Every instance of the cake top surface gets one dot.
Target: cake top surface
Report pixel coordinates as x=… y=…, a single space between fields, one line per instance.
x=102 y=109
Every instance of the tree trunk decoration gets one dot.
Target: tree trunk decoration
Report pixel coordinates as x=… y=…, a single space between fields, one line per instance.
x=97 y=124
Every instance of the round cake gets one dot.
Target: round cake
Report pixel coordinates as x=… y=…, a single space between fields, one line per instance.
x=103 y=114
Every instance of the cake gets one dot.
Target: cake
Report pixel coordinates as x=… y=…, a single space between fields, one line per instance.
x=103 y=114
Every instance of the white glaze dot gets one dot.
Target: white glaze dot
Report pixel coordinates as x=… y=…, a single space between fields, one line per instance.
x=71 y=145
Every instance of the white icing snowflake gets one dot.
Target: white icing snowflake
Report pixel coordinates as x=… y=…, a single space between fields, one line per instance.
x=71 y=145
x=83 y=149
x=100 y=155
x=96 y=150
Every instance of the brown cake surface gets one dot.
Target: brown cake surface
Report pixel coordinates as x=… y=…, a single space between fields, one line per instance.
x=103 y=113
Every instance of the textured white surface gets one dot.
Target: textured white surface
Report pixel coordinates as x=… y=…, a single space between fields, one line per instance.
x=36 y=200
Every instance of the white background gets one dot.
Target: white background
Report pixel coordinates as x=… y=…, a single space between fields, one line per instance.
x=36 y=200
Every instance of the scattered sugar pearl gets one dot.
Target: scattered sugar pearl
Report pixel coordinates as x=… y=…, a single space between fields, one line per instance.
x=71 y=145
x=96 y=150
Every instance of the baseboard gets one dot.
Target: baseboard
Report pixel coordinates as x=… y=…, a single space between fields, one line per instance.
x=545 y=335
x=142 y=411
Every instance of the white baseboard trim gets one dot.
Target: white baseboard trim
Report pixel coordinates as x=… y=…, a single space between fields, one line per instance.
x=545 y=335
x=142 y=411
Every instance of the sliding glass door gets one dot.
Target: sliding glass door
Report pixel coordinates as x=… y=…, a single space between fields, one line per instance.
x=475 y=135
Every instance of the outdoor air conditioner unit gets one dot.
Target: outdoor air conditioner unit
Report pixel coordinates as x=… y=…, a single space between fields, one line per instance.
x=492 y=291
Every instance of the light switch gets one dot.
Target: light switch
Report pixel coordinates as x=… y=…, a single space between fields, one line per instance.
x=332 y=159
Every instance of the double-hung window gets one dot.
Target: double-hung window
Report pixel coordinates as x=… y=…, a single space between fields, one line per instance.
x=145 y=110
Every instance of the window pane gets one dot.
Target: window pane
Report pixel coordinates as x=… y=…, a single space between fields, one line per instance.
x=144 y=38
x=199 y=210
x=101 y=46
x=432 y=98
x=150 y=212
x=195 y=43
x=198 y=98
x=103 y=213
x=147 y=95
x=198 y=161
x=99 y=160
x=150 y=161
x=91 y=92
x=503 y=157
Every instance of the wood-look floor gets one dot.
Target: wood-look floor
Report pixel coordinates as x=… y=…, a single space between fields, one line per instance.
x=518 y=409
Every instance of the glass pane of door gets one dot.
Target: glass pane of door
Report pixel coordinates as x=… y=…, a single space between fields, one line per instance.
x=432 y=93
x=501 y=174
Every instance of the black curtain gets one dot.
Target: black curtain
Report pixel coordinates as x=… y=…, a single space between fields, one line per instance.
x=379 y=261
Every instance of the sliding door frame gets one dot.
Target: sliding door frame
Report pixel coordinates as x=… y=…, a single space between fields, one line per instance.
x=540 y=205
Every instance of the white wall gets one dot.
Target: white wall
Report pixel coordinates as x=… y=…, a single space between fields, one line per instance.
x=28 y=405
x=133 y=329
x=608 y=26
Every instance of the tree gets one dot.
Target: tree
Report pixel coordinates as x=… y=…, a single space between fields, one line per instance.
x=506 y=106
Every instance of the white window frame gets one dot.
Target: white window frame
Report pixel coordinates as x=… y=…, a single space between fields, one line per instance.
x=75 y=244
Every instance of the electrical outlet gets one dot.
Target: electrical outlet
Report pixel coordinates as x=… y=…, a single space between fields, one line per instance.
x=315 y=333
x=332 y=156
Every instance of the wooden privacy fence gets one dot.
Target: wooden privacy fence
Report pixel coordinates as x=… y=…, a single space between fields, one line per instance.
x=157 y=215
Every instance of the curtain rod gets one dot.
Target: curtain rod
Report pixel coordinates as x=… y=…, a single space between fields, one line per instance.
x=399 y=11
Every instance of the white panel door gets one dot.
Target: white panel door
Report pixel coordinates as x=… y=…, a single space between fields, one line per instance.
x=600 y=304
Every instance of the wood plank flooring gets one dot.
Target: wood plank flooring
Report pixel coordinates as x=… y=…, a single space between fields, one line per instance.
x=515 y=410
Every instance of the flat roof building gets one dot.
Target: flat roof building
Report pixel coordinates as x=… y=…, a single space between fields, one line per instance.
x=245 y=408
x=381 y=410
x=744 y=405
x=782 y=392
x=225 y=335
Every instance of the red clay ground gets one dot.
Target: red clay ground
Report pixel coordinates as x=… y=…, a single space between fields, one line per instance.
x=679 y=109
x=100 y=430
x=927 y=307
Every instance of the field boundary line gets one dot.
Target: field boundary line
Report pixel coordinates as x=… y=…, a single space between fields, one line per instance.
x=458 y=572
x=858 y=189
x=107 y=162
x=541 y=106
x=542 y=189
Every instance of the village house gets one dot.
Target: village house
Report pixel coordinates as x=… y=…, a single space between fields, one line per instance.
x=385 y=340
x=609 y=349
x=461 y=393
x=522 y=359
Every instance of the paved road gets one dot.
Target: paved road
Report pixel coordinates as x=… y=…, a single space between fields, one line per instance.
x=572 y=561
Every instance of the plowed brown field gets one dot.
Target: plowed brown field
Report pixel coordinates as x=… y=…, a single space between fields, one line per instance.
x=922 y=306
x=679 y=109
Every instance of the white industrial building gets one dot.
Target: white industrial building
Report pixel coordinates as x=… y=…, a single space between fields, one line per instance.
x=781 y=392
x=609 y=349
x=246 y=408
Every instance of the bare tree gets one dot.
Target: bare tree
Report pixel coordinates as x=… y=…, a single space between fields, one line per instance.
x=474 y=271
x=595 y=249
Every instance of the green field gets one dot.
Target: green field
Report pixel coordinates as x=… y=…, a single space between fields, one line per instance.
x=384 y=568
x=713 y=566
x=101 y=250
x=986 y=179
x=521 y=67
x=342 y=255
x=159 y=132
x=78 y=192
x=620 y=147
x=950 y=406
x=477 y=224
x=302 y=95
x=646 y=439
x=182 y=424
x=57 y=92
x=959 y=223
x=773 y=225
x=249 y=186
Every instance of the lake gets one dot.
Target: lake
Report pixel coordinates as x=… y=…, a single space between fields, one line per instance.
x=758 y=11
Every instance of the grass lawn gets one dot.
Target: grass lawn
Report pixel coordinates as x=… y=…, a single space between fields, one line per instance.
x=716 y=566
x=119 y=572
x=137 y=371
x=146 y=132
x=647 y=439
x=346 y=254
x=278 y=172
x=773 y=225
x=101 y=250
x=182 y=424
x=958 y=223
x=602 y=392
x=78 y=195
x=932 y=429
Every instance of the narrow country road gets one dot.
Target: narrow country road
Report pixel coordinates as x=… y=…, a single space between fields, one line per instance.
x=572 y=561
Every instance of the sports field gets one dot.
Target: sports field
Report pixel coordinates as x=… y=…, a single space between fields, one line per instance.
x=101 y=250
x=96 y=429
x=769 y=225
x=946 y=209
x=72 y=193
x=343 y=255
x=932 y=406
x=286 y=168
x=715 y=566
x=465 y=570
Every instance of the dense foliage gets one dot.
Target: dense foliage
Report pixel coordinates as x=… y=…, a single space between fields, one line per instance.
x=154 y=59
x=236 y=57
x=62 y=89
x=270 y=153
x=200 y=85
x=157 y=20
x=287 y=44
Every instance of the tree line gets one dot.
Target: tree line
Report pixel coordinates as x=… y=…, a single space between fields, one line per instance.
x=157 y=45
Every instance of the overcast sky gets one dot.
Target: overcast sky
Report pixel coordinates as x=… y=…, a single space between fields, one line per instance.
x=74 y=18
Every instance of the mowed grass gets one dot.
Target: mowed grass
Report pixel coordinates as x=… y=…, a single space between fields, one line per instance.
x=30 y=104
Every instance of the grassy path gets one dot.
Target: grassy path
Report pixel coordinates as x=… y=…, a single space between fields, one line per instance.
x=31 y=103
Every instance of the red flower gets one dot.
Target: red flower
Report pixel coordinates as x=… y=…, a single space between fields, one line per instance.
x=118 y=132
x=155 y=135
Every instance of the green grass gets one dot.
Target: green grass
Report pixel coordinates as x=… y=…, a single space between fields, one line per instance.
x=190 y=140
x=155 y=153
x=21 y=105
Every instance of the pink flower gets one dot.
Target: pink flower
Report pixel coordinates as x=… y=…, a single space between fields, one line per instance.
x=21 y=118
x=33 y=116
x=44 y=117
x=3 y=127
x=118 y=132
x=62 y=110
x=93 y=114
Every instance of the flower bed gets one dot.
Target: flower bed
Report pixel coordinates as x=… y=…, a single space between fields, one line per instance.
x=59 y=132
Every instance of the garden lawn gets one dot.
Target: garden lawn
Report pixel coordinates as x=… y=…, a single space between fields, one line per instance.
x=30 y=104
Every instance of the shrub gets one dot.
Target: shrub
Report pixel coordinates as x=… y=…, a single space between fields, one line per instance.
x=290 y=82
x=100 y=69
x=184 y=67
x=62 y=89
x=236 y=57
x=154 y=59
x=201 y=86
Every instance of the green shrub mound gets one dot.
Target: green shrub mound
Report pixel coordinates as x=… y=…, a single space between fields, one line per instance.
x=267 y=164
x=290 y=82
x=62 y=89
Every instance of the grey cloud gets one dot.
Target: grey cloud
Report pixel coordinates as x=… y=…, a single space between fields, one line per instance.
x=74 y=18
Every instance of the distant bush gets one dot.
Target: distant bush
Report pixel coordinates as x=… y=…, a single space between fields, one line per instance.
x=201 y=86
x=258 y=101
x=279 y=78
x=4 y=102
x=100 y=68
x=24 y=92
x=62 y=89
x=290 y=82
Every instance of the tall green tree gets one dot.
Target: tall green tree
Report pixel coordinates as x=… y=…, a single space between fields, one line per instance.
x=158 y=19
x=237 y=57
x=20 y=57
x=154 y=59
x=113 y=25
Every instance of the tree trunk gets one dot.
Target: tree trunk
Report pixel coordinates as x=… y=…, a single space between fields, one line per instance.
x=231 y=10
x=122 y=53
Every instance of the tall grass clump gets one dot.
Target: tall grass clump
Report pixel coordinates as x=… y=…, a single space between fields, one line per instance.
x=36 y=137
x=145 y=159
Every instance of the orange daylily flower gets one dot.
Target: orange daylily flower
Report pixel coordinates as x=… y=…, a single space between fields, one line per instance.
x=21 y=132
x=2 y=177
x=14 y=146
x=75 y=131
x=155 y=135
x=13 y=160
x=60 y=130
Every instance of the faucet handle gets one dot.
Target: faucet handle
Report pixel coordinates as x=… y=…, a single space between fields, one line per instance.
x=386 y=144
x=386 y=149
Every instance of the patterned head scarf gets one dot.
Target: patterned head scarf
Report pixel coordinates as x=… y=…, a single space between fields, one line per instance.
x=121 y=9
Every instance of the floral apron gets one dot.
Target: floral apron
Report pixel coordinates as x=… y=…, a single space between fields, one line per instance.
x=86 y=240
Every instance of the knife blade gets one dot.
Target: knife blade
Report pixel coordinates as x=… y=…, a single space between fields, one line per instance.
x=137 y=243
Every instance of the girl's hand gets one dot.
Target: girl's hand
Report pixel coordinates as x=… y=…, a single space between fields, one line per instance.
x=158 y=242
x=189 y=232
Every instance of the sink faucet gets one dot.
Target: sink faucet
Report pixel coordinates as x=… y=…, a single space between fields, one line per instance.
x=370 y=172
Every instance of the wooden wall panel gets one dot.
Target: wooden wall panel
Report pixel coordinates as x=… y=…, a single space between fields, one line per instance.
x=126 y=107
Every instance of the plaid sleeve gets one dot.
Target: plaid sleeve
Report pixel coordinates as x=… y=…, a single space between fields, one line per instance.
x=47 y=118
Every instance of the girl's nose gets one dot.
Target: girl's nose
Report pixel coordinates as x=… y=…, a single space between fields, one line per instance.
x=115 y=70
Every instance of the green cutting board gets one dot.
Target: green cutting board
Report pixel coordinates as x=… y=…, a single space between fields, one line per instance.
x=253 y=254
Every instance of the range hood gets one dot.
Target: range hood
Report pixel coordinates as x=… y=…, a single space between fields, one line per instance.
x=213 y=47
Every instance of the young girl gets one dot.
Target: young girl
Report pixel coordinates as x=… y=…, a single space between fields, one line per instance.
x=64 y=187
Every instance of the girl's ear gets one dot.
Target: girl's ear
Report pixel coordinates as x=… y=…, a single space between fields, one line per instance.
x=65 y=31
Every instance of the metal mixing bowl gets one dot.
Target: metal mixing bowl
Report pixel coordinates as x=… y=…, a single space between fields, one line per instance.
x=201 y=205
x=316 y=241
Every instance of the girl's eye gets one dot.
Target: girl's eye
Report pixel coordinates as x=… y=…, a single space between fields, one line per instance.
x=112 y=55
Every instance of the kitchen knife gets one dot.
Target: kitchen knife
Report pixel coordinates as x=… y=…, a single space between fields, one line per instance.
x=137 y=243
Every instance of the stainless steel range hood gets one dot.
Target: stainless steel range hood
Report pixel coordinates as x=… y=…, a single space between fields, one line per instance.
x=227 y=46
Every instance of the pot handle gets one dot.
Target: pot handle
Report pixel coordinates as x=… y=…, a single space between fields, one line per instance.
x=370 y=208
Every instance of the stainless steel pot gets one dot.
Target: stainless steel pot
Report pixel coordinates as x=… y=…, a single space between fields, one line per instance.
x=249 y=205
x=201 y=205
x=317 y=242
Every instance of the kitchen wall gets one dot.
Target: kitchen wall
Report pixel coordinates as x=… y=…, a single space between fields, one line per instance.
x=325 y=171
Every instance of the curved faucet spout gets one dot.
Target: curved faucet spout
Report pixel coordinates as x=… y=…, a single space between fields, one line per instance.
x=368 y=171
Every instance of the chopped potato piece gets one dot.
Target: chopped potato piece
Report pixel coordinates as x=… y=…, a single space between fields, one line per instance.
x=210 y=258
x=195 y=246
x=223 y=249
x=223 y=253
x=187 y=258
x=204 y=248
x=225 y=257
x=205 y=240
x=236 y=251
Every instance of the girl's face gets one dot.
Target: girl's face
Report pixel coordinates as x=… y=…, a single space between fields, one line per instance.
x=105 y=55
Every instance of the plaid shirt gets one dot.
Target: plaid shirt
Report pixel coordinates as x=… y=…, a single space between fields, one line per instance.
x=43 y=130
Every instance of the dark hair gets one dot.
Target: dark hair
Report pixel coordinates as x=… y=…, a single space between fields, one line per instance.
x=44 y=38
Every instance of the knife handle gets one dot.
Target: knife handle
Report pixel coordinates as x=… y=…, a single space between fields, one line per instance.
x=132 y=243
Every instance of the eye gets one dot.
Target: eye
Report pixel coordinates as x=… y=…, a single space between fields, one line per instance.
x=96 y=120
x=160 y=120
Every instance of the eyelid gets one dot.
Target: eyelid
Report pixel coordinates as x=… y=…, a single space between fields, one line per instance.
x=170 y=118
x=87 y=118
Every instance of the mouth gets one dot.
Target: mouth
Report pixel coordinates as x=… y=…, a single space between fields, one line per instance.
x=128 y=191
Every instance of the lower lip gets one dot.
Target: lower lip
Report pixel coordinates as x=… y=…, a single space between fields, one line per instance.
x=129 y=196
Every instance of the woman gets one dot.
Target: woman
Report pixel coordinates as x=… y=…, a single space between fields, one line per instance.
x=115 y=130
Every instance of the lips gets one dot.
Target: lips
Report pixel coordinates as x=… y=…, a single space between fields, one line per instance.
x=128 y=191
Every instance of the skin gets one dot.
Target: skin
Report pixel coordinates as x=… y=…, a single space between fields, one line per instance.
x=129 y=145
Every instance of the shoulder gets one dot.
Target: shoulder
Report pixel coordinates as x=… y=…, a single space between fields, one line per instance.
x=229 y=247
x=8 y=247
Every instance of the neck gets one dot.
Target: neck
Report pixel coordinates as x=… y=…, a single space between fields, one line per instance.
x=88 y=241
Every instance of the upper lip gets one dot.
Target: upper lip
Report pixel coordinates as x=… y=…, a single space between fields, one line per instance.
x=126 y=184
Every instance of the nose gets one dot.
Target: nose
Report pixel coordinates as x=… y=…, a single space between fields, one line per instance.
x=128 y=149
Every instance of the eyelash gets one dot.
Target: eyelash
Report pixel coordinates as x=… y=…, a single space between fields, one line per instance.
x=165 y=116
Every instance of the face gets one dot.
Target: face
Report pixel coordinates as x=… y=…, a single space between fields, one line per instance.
- - -
Given exercise:
Copy out only the part that opens with the line containing "Every instance of the green grass" and closes with the line containing "x=145 y=159", both of those lines included, keeping every line in order. Offset each x and y coordinate in the answers by adding 80 to it.

Response:
Every instance of the green grass gets one dot.
Target: green grass
Report pixel coordinates as x=… y=…, a single space between fields, one line per instance.
x=270 y=220
x=235 y=233
x=101 y=185
Every instance of the pink flower gets one dot.
Target: pink flower
Report pixel coordinates as x=… y=…, a single space between fields, one line per instance.
x=101 y=198
x=113 y=196
x=124 y=197
x=83 y=207
x=198 y=212
x=142 y=190
x=173 y=194
Every instance of the flower bed gets one dot.
Target: flower bed
Report pixel coordinates as x=… y=…, a single space between fields, one line per instance.
x=139 y=212
Every instance of the garden lawn gets one dot.
Target: garden lawn
Report pixel coordinates as x=… y=…, a single space between fields, one line per instance.
x=110 y=184
Every instance of the shrub gets one dot.
Target: shrub
Report pixel coordinates as x=… y=…, a single space between fields, one line per instance.
x=370 y=162
x=180 y=149
x=264 y=147
x=142 y=169
x=316 y=137
x=234 y=139
x=281 y=166
Every instance of the green shrub mound gets one dot.
Target: green shrub mound
Report pixel coordinates as x=… y=…, a single space between fields, one line per instance.
x=347 y=244
x=370 y=162
x=142 y=169
Every instance of the grey cloud gets one dot.
Target: grey cloud
Report pixel coordinates as x=… y=…, a single space between fields, one line per instance.
x=154 y=98
Every instance of the distant bush gets one dot.
Target: distant bush
Report pixel coordinates as x=… y=…, a single space between fields, one line per instance.
x=281 y=166
x=338 y=181
x=359 y=158
x=84 y=182
x=180 y=148
x=104 y=172
x=142 y=169
x=370 y=162
Every instance of the tall green tree gets one dot.
Target: tall green tree
Report pixel coordinates as x=… y=…, a single space between fields, one line per instance.
x=238 y=99
x=317 y=137
x=100 y=137
x=234 y=139
x=193 y=105
Every instance of the tree trunk gets one dot.
Target: tree trunk
Report pixel coordinates as x=… y=…, a single space between fields, one line per instance.
x=311 y=90
x=202 y=133
Every instance of the tall grass clump gets one dot.
Target: tall grass clump
Report pixel coordinates as x=… y=…, a single space between fields, one line per instance.
x=116 y=217
x=225 y=239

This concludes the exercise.